= Task 1 =
Extract each line of the listing below that contains the string "light", copying those lines unchanged.

= Document text =
10/28/24
The Market
Technical
The S&P just keeps on rollin’ along. (true, it was down
slightly on the week, but…..) It is in uptrends across all timeframes and
above all DMA’s. While some technicians are warning of an October decline, (it better hurry
because October is almost over) my assumption is that stocks will sustain their
upward momentum at least through year end. That said, the US political
environment remains unstable, in my opinion; and that keeps me cautious, which for
the moment is clearly wrong.
A bullish review but with a cautionary note.
Missing the bull.
https://www.zerohedge.com/the-market-ear/missing-bull-forced-buying-may-be-next
How sustainable is this rally?
Streaks Of Bullish Wins Are Not Sustainable - RIA
Hedge funds are shorting stocks again.
https://www.zerohedge.com/markets/after-two-weeks-buying-hedge-funds-are-again-shorting-stocks
The long bond continued its losing ways---which
started with a big gap down open on Monday and ended resetting both its 100 and
200 DMAs to resistance. It is about to test the lower boundary of a very short
term trading range which is pretty weak support. If it can’t hold that level,
then the next stop is the lower boundary of its intermediate term downtrend.
GLD maintained its upward bias. I noted over the last
three weeks that I found it surprising that ‘the price action could remain
this calm (positive) during a week in which TLT plummeted in price
and the dollar soared. Indeed, barring some catastrophic economic/political/ military
event, I don’t see how it can maintain its upward bias as long as both interest
rates and the dollar are in Titan III formations.’ That hasn’t changed.
My thoughts on the dollar are unchanged:
Despite a minor selloff on Thursday, the dollar
continues to shoot the moon---not suggesting but shouting that investors
think that either something enormously positive is occurring or about to occur
in the US or that something enormously negative is occurring or about to occur internationally.
We can all speculate on what those may be but if they don’t happen it seems
likely that some retracement is to be expected.
Note: as you can tell from my comments, I find the
entire technical picture very confusing. History informs us that the only way
both gold and interest rates can rise for any extended period of time is if investors
believe that inflation will render the real interest rates negative; and when
real interest rates are negative, the dollar doesn’t do well. The pundits are
telling us that the whole of this pin action is reflecting a Trump victory. To
be sure, given the already disastrous fiscal position that the US is now in,
lower taxes will almost certainly force the Fed to monetize an ever growing deficit
(i.e., higher inflation). But higher inflation usually means a lower dollar. Also,
higher tariffs would likely lead to slower economic growth. That, again, suggests
a lower dollar---unless the US still grows faster than the rest of the world
and/or its inflation rate is less.
You see the problem here---it is tough to come up
with a scenario in which gold, interest rates and the dollar are all up. Not
that it won’t happen. But the bottom line is this particular circumstance, in
my opinion, warrants caution on all fronts.

= Material for this task =
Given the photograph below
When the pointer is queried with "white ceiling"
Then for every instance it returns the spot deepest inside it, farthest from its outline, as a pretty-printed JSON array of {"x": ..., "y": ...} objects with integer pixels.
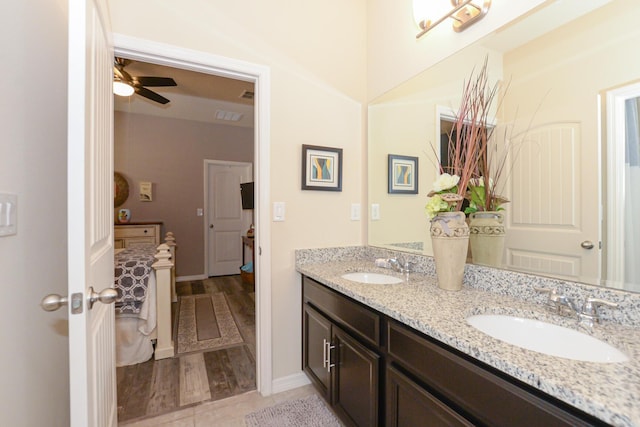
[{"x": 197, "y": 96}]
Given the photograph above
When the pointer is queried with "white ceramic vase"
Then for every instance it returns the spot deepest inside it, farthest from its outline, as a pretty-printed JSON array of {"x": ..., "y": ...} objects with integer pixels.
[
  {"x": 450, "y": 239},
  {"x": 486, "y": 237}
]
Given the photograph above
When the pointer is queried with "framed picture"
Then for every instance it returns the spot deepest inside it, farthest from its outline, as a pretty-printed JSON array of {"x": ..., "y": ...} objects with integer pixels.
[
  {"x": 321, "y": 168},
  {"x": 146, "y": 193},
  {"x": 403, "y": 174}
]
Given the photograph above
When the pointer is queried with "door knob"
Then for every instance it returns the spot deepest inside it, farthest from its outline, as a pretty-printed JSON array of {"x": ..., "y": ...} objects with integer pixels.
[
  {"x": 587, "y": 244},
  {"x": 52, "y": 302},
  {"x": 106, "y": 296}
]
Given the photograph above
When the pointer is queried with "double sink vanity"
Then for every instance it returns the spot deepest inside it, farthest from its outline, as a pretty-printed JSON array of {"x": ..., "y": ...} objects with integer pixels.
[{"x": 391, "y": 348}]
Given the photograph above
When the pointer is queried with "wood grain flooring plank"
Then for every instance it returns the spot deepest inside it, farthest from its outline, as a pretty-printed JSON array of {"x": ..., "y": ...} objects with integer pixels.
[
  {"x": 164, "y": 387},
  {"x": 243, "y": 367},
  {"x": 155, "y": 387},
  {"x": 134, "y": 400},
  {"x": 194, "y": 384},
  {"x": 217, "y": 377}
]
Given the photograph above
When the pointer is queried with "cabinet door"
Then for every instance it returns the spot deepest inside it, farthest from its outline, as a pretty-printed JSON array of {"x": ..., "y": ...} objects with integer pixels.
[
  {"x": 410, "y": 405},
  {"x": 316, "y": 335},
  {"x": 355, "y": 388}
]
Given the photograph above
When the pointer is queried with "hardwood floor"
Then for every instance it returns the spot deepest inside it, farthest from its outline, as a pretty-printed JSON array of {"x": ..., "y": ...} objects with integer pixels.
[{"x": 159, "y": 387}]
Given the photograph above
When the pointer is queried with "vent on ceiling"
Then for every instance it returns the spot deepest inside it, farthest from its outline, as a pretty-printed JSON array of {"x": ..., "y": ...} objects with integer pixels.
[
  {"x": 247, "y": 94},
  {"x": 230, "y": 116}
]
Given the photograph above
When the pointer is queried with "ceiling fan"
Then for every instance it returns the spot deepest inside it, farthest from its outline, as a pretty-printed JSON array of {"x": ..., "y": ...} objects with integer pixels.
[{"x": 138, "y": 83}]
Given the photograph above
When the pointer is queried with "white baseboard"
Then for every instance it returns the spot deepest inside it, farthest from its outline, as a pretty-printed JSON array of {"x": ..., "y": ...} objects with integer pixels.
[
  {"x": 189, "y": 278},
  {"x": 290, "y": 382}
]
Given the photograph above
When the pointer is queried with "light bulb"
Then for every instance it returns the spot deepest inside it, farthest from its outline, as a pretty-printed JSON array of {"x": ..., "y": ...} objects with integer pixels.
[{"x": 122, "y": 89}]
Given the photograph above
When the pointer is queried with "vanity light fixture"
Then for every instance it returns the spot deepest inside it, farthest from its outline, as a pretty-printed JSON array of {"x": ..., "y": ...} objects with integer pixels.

= Task 2 =
Output the portion of the market commentary above between "Note: as you" and "rate is less.", inclusive, without altering any wording.

= Response 1 =
When the pointer is queried with "light bulb"
When the pointer is queried with "vanity light fixture"

= Response 2 =
Note: as you can tell from my comments, I find the
entire technical picture very confusing. History informs us that the only way
both gold and interest rates can rise for any extended period of time is if investors
believe that inflation will render the real interest rates negative; and when
real interest rates are negative, the dollar doesn’t do well. The pundits are
telling us that the whole of this pin action is reflecting a Trump victory. To
be sure, given the already disastrous fiscal position that the US is now in,
lower taxes will almost certainly force the Fed to monetize an ever growing deficit
(i.e., higher inflation). But higher inflation usually means a lower dollar. Also,
higher tariffs would likely lead to slower economic growth. That, again, suggests
a lower dollar---unless the US still grows faster than the rest of the world
and/or its inflation rate is less.